Data records
= = = = = = =
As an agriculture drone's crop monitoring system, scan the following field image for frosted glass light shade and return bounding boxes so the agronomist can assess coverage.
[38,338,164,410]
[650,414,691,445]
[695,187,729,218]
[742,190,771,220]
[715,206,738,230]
= = = = = = =
◆ What you have to do ◆
Switch "frosted glass light shade" to "ceiling fan" throughout the records and change nothing else.

◆ Completed task ◆
As an agriculture drone's crop monitoring system, scan the following field image for ceiling fan and return bounding boxes so the agronomist can assess coverage.
[38,338,164,410]
[650,414,691,445]
[695,187,729,218]
[742,190,771,220]
[715,206,738,230]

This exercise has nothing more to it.